**Aufgabenliste**:
a – Welche zwei Länder hatten laut dem Textauszug über die Krise vor der Krise eine besonders niedrige Staatsverschuldung?
b – Schreiben Sie bitte einen Abschnitt aus dem Textauszug über die Krise ab. Beginnen Sie bei den Worten „Zweitens: Viel größere, aber“ und enden Sie nach „heftiger gezeigt hat.“.

**Textauszug**:
• • • • •
Wenn einer eine Krise durchlebt, dann kann er was erzählen. Mit den Erzählungen über die Krise der letzten vier Jahre gibt es freilich ein großes Problem: Es kursieren so viele Geschichten über die Krise, so viele teils bewusste Lügen und Ablenkungs-Stories, so viele Irrtümer und Varianten des Wunschdenkens, dass sich die ganze Wahrheit zu dieser Krisen nur noch schwer durchzusetzen vermag.

In drei zentralen Gedanken das, was man heute nach bestem Wissen und Gewissen als Zusammenfassung dessen sagen kann, warum es zu dieser Krise gekommen ist (ganz abgesehen davon, dass es immer Krisen gegeben hat und geben  wird) und was sie bedeutet:

Erstens: All die Stories von Gier, Spekulation und zu kompliziert gewordenen Finanzprodukten erklären gar nichts; denn Gier und Spekulation gibt es, seit es Menschen gibt, ebenso wie scheinbar zu kompliziert gewordene Zusammenhänge; deshalb haben die linken Krisenerklärer Unrecht, die als Krisenursache beklagen, dass heute die Ökonomie mächtiger als die Politik ist; denn das war sie immer.

Zweitens: Viel größere, aber dennoch keine alleine ausreichende Erklärungskraft haben die Hinweise auf eine blasenbildungsfördernde Geld- und Subventionspolitik in Europa, Japan und Amerika, sowie auf die exzessiven und auf historisches Rekordniveau gekletterten Staatsverschuldungen vieler Länder.

Drittens, eine fundamentale historische Erklärung steht über all diesen Faktoren: Die genannten drei Regionen, die in den letzten Jahrhunderten die Weltwirtschaft und damit auch die Weltpolitik beherrscht haben, sind im globalen Wettbewerb gegen die aufstrebenden Schwellenländer entscheidend zurückgefallen, was sich lange nicht, aber dann im plötzlichen großen Erdbeben der Krise umso heftiger gezeigt hat.

Spanien und Irland waren gering verschuldet

Dass die Krise mehr mit Wettbewerbsveränderungen als mit Staatsverschuldung alleine zu tun haben muss, lässt sich an der Tatsache ablesen, dass keineswegs alle jener Staaten, die heute so heftig von der Krise erschüttert werden, vor der Krise eine hohe Staatsverschuldung gehabt haben. In Spanien und Irland war diese – im Gegensatz zu Griechenland und Portugal – sogar besonders niedrig. In diesen beiden Ländern war dafür die Privatverschuldung gegenüber dem Ausland besonders hoch (von Banken, Unternehmen, Privaten).
• • • • •
**Einträge**:
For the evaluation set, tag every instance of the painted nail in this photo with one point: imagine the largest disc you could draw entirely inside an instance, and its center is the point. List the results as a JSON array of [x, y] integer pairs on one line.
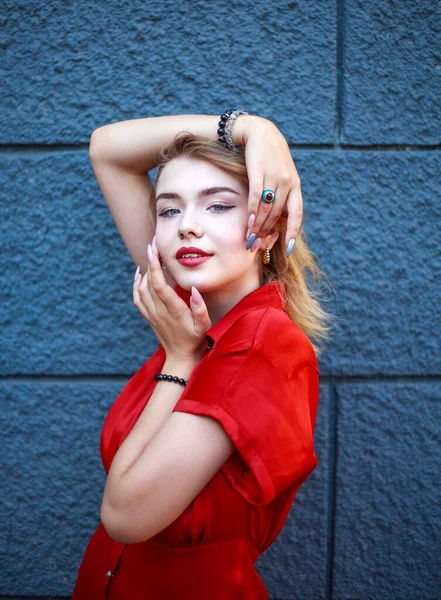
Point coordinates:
[[290, 247], [250, 241], [251, 221], [197, 298], [256, 244]]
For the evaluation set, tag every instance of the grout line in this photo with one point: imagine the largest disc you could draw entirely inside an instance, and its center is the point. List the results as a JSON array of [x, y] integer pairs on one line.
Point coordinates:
[[340, 73], [332, 487]]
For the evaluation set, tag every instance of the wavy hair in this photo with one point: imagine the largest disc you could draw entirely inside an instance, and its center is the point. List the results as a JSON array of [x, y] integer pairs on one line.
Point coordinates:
[[302, 303]]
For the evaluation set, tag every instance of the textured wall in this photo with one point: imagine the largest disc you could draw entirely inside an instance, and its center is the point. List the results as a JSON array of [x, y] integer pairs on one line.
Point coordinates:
[[355, 87]]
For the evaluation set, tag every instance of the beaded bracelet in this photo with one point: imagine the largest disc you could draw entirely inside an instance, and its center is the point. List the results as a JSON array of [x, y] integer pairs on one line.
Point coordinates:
[[226, 127], [221, 131], [164, 377], [229, 130]]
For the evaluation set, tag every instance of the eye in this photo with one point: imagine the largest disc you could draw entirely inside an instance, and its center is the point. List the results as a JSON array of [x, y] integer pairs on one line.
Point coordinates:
[[222, 207]]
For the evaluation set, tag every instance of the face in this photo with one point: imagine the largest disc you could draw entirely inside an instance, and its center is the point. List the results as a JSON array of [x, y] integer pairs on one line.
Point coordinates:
[[192, 212]]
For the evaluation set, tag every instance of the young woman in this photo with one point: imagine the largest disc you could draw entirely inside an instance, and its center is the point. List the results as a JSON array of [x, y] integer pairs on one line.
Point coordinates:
[[208, 443]]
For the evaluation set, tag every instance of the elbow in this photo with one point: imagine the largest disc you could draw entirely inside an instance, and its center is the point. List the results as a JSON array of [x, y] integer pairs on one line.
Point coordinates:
[[96, 143], [120, 526]]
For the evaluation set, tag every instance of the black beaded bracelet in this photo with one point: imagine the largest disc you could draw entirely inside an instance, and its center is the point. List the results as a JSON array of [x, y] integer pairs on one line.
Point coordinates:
[[222, 123], [164, 377]]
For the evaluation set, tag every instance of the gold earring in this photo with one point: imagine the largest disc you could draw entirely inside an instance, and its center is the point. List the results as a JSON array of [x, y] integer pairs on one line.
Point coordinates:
[[266, 256]]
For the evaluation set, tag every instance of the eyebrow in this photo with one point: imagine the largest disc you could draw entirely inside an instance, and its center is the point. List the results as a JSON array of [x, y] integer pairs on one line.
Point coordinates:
[[202, 194]]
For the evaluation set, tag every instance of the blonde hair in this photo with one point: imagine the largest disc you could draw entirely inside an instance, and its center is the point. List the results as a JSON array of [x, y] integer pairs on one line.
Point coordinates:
[[302, 304]]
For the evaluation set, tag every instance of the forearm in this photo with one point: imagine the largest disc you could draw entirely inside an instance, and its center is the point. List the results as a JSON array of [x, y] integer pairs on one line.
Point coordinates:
[[135, 145], [124, 484]]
• • • • •
**Endergebnisse**:
a – Spanien und Irland.

b –
Zweitens: Viel größere, aber dennoch keine alleine ausreichende Erklärungskraft haben die Hinweise auf eine blasenbildungsfördernde Geld- und Subventionspolitik in Europa, Japan und Amerika, sowie auf die exzessiven und auf historisches Rekordniveau gekletterten Staatsverschuldungen vieler Länder.

Drittens, eine fundamentale historische Erklärung steht über all diesen Faktoren: Die genannten drei Regionen, die in den letzten Jahrhunderten die Weltwirtschaft und damit auch die Weltpolitik beherrscht haben, sind im globalen Wettbewerb gegen die aufstrebenden Schwellenländer entscheidend zurückgefallen, was sich lange nicht, aber dann im plötzlichen großen Erdbeben der Krise umso heftiger gezeigt hat.